• _Location identification items_:

=====

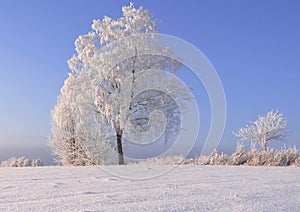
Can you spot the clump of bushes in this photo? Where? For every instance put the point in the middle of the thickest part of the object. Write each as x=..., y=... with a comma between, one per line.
x=270, y=157
x=283, y=157
x=21, y=162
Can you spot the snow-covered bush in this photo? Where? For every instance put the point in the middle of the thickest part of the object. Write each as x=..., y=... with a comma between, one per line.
x=21, y=162
x=271, y=157
x=171, y=160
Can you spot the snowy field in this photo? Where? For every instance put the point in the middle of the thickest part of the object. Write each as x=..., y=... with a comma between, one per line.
x=184, y=188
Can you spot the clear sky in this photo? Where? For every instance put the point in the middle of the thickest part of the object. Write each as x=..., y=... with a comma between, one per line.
x=253, y=45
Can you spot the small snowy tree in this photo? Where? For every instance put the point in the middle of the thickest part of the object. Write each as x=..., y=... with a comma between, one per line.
x=101, y=76
x=21, y=162
x=265, y=129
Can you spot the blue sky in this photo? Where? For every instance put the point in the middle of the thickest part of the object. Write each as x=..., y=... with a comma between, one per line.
x=253, y=45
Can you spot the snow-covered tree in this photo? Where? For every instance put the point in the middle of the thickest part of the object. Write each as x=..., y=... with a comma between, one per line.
x=265, y=129
x=109, y=64
x=21, y=162
x=72, y=145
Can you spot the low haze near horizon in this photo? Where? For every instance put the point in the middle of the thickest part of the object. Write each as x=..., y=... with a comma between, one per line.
x=253, y=45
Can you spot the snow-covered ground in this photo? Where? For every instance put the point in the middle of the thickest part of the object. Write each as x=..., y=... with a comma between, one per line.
x=184, y=188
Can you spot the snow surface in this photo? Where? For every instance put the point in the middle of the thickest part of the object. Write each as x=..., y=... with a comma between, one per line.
x=184, y=188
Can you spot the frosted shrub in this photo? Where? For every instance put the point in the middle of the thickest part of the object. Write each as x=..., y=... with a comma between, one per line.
x=21, y=162
x=172, y=160
x=286, y=157
x=240, y=156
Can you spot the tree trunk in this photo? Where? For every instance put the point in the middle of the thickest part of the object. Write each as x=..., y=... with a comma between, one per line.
x=120, y=149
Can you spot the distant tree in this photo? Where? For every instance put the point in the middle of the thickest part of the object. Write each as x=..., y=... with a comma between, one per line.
x=101, y=77
x=265, y=129
x=21, y=162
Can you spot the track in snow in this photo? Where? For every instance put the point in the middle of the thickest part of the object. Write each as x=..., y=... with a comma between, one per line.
x=185, y=188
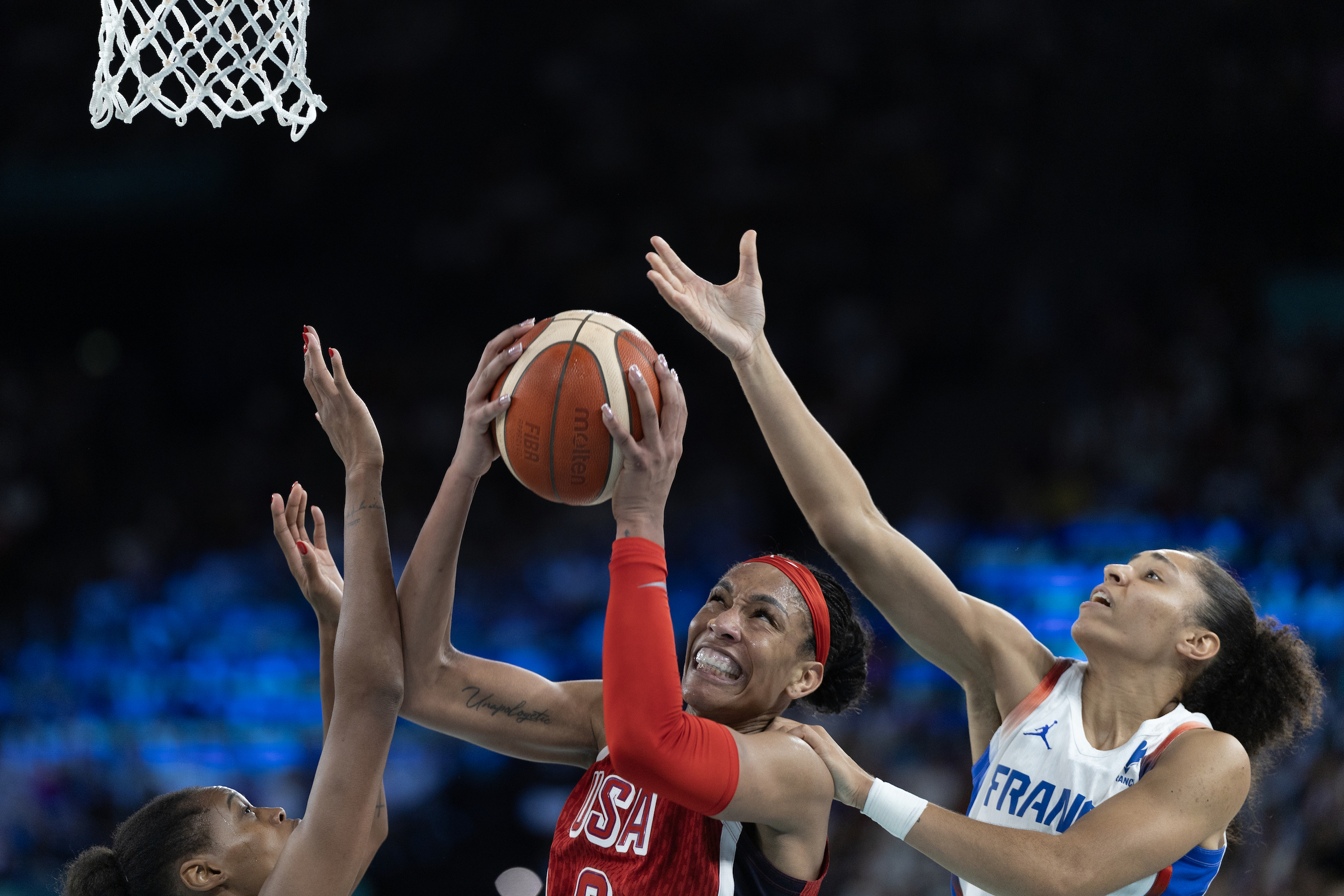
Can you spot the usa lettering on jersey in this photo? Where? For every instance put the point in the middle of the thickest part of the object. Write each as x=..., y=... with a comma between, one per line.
x=616, y=814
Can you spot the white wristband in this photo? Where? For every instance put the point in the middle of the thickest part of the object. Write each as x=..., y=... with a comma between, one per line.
x=894, y=809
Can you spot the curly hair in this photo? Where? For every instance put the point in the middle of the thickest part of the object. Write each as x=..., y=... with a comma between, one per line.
x=146, y=849
x=845, y=682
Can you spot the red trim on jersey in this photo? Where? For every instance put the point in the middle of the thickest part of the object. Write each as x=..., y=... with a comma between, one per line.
x=1038, y=695
x=1151, y=759
x=654, y=742
x=815, y=886
x=1159, y=887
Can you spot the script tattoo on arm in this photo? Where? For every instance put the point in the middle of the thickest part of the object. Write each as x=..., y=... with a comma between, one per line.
x=351, y=520
x=517, y=712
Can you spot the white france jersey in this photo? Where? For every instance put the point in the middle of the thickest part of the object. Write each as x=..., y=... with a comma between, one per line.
x=1039, y=773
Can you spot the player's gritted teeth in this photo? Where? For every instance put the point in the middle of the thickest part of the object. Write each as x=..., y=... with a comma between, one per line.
x=717, y=664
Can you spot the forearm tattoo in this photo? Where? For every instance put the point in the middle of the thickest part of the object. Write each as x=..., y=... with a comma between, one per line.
x=517, y=712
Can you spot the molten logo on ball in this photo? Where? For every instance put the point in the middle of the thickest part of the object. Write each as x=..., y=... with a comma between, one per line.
x=553, y=437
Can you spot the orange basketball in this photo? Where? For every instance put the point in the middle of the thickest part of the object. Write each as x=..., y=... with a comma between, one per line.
x=553, y=437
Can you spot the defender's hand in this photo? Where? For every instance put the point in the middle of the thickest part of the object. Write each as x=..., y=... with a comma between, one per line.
x=730, y=316
x=310, y=561
x=340, y=412
x=648, y=467
x=853, y=782
x=476, y=450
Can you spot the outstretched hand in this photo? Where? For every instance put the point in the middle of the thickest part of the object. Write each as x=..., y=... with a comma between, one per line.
x=648, y=467
x=730, y=316
x=851, y=781
x=342, y=413
x=476, y=450
x=310, y=559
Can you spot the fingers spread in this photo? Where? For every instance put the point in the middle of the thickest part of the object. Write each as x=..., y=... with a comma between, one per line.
x=749, y=269
x=338, y=369
x=485, y=414
x=659, y=267
x=619, y=433
x=321, y=381
x=674, y=402
x=319, y=529
x=484, y=381
x=285, y=537
x=673, y=260
x=644, y=398
x=498, y=345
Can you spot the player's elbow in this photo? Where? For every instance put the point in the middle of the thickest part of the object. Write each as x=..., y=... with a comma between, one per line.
x=845, y=529
x=381, y=696
x=632, y=754
x=1069, y=871
x=424, y=675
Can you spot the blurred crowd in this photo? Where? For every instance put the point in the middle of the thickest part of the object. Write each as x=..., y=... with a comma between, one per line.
x=1066, y=281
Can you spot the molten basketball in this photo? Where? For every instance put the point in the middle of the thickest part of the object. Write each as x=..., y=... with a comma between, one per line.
x=553, y=437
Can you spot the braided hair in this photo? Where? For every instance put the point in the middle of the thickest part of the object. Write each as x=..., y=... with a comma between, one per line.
x=845, y=682
x=146, y=849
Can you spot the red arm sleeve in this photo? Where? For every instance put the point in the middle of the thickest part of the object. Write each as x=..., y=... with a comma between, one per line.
x=654, y=742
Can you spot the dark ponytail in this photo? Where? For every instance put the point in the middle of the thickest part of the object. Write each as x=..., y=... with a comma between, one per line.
x=146, y=851
x=846, y=680
x=1262, y=687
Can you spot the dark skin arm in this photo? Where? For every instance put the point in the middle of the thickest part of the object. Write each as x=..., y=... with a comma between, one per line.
x=321, y=585
x=783, y=787
x=990, y=653
x=1189, y=797
x=328, y=851
x=492, y=704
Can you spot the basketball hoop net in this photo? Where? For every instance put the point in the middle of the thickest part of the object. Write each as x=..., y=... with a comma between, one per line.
x=233, y=58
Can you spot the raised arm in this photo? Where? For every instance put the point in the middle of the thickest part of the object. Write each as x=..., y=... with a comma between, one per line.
x=769, y=778
x=1187, y=800
x=975, y=642
x=320, y=582
x=326, y=854
x=492, y=704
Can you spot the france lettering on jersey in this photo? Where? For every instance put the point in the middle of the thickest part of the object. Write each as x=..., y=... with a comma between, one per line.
x=616, y=838
x=1039, y=773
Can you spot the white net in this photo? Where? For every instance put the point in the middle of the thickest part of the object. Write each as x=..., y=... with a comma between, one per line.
x=234, y=58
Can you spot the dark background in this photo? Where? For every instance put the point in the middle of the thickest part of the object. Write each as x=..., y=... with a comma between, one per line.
x=1030, y=262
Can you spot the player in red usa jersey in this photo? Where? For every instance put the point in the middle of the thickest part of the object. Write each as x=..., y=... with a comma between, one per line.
x=692, y=802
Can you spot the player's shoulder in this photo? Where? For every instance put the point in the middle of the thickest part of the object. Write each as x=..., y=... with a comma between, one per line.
x=789, y=757
x=1209, y=751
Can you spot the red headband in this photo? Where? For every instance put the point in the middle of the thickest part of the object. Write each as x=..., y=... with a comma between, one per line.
x=807, y=583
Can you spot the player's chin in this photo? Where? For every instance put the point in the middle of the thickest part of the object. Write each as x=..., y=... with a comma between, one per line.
x=705, y=692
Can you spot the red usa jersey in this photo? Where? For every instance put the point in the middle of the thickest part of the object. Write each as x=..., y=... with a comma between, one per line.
x=616, y=838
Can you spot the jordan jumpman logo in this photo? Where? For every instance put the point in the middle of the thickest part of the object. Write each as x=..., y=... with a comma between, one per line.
x=1041, y=733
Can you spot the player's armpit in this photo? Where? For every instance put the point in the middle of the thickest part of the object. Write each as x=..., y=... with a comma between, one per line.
x=1186, y=800
x=509, y=709
x=781, y=782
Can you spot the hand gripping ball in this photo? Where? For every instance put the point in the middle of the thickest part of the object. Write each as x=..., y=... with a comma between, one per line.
x=552, y=437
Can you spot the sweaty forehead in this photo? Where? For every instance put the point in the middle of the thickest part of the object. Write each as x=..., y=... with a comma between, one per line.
x=762, y=578
x=1170, y=558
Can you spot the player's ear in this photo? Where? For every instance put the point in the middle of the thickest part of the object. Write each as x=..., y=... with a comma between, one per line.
x=202, y=873
x=1198, y=645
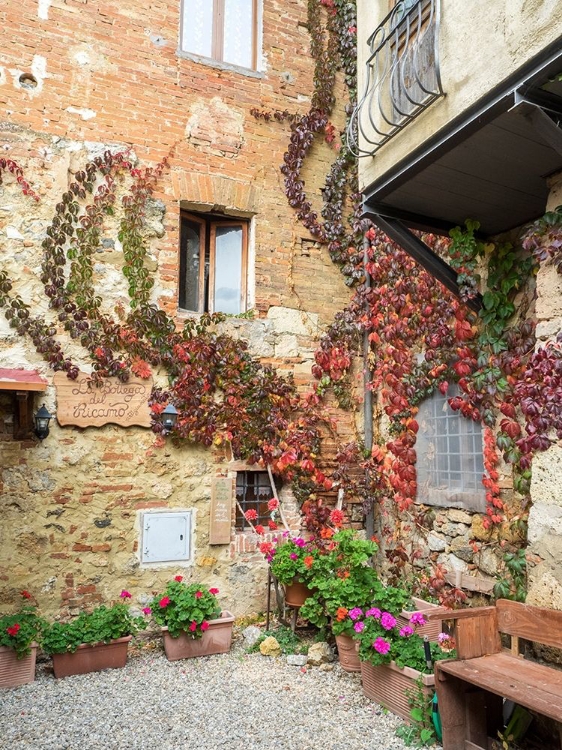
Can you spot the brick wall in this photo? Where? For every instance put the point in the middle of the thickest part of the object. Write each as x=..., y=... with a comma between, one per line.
x=77, y=77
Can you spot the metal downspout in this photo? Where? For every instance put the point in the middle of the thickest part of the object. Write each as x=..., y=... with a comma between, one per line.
x=367, y=397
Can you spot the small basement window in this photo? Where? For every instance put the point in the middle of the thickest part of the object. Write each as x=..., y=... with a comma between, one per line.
x=253, y=491
x=450, y=461
x=166, y=537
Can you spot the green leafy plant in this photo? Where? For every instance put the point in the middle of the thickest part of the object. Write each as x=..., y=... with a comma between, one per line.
x=421, y=732
x=341, y=579
x=19, y=630
x=101, y=625
x=291, y=558
x=513, y=583
x=382, y=640
x=185, y=608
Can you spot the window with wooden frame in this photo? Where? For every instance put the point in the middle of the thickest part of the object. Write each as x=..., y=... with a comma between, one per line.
x=213, y=264
x=253, y=492
x=450, y=461
x=222, y=30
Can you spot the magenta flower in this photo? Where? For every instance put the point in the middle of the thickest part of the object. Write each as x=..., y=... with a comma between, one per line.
x=355, y=613
x=388, y=621
x=382, y=646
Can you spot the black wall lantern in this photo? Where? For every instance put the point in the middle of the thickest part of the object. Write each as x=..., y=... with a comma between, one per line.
x=42, y=418
x=169, y=418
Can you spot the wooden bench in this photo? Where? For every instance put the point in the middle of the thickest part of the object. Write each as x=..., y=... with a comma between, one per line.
x=471, y=689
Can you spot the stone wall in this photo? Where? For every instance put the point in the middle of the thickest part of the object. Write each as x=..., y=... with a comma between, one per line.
x=77, y=78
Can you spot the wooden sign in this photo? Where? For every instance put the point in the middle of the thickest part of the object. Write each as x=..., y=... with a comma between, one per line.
x=221, y=510
x=82, y=403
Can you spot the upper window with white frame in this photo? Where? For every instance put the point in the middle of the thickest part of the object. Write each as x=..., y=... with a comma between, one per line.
x=221, y=30
x=450, y=461
x=213, y=264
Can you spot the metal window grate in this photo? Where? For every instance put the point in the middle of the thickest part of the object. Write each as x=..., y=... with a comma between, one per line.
x=450, y=461
x=253, y=490
x=402, y=76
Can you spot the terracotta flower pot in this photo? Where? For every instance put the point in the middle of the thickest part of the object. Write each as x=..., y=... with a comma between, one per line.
x=388, y=685
x=215, y=640
x=347, y=653
x=92, y=658
x=14, y=671
x=432, y=628
x=296, y=593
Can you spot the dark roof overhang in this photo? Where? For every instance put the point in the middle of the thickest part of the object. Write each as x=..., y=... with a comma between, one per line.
x=490, y=164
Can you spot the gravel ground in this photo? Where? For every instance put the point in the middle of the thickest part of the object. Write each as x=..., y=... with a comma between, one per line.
x=234, y=700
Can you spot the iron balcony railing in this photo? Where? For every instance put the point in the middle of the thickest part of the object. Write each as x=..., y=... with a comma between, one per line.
x=402, y=75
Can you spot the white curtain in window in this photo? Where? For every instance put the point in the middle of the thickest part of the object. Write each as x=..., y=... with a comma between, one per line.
x=238, y=32
x=197, y=27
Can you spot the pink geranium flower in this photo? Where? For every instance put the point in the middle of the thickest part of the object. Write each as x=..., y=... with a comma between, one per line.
x=382, y=646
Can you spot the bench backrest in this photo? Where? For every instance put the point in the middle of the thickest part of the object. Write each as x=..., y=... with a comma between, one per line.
x=532, y=623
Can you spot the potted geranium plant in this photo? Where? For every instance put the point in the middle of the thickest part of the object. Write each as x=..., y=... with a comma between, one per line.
x=342, y=578
x=19, y=636
x=192, y=621
x=94, y=640
x=394, y=657
x=291, y=560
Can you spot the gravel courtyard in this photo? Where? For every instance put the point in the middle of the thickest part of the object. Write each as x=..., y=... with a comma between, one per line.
x=236, y=700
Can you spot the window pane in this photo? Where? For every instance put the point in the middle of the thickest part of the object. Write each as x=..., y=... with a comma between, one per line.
x=238, y=32
x=197, y=27
x=189, y=265
x=228, y=270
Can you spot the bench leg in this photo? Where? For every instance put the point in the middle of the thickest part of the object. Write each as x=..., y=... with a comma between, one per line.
x=467, y=713
x=452, y=710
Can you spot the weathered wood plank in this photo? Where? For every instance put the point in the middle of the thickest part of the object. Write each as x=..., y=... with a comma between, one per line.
x=533, y=623
x=532, y=685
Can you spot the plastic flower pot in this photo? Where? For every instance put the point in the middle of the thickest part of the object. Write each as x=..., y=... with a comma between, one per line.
x=389, y=686
x=215, y=640
x=296, y=593
x=14, y=671
x=92, y=658
x=431, y=628
x=347, y=653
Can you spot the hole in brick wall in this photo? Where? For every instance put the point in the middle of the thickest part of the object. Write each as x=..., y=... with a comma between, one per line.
x=28, y=81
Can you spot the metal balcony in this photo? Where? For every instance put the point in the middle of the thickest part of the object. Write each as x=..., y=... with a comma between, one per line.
x=402, y=75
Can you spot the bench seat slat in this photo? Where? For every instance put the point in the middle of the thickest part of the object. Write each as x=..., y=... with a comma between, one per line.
x=531, y=685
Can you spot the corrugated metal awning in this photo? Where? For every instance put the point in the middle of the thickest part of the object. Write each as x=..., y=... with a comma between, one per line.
x=21, y=380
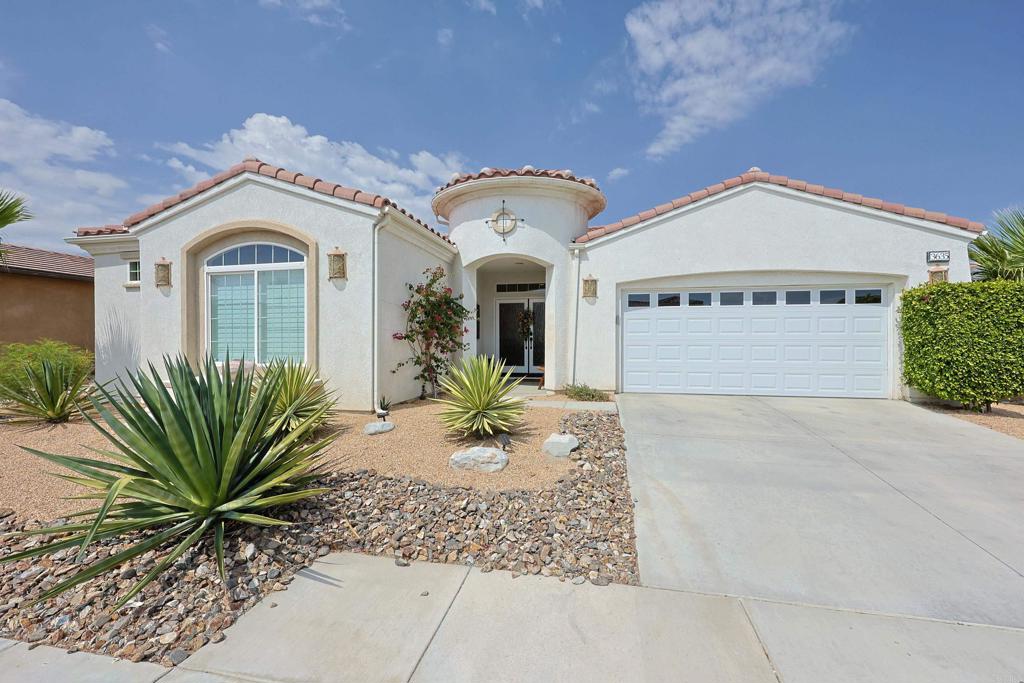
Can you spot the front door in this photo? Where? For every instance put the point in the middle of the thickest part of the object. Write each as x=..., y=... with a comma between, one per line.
x=520, y=345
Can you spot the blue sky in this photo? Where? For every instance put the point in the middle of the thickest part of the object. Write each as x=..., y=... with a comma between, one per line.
x=105, y=108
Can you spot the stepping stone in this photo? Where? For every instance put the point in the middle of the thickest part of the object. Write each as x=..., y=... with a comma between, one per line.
x=479, y=459
x=378, y=427
x=560, y=445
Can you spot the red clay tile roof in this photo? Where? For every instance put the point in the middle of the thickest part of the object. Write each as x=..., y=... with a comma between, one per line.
x=757, y=175
x=49, y=263
x=256, y=166
x=525, y=171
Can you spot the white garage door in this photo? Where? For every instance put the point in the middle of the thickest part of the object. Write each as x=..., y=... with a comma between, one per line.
x=827, y=341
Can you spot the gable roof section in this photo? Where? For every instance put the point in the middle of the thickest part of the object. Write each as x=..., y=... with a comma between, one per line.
x=26, y=260
x=257, y=167
x=757, y=175
x=524, y=172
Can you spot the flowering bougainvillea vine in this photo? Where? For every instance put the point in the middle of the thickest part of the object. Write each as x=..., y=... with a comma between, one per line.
x=434, y=327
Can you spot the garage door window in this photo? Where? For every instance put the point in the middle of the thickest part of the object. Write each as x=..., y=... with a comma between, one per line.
x=868, y=296
x=798, y=298
x=699, y=299
x=638, y=301
x=832, y=296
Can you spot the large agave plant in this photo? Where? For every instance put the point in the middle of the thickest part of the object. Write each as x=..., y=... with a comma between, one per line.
x=301, y=396
x=48, y=393
x=479, y=401
x=187, y=461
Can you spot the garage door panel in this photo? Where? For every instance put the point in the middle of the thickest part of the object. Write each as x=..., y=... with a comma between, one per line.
x=791, y=348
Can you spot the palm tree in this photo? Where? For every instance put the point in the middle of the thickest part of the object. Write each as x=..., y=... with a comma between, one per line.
x=999, y=254
x=12, y=210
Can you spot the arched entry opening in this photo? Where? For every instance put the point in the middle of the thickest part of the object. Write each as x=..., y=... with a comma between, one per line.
x=512, y=312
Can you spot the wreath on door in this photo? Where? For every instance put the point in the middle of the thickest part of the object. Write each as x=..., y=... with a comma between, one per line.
x=524, y=325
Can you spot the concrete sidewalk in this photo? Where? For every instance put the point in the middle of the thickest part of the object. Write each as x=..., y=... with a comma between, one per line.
x=355, y=617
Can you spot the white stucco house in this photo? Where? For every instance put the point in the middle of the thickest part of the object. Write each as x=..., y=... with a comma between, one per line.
x=756, y=285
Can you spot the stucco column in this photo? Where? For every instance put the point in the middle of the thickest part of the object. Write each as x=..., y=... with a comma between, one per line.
x=465, y=284
x=555, y=321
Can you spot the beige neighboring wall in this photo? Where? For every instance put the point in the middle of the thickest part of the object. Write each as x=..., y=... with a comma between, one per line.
x=33, y=307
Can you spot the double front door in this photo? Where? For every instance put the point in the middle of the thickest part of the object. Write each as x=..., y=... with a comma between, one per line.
x=520, y=334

=====

• _YOUR TASK_:
Rewrite the part of the items that opens with the line containing "Can you spot the upper" and closes with the line containing "x=490, y=164", replacing "terracotta" with "clay" and leaving everything else unchanged.

• _THE ANSWER_:
Can you spot the upper window with white frame in this photo? Where? For every instance put the point in the middle of the thickest part of the object. Write each as x=..., y=... with a comma between, one per line.
x=221, y=30
x=450, y=461
x=213, y=264
Can you spot the metal window grate in this photo? Where? For every instance put the point in the middle of the thickest part of the object. Write each as x=..., y=... with a comma between, one per line.
x=450, y=461
x=253, y=490
x=402, y=76
Can you spot the clay flower pot in this photo? Where? For every instance put the point in the middle of the thickest part of the object. Write each as x=..., y=... with a comma between, one per line.
x=388, y=685
x=215, y=640
x=347, y=653
x=92, y=658
x=14, y=671
x=432, y=628
x=296, y=593
Can you spot the dark roof overhang in this photo? Where? For every instance put the point in the middle of the thickest part of the object. Write each as x=..., y=... with a comma between, one per line.
x=490, y=164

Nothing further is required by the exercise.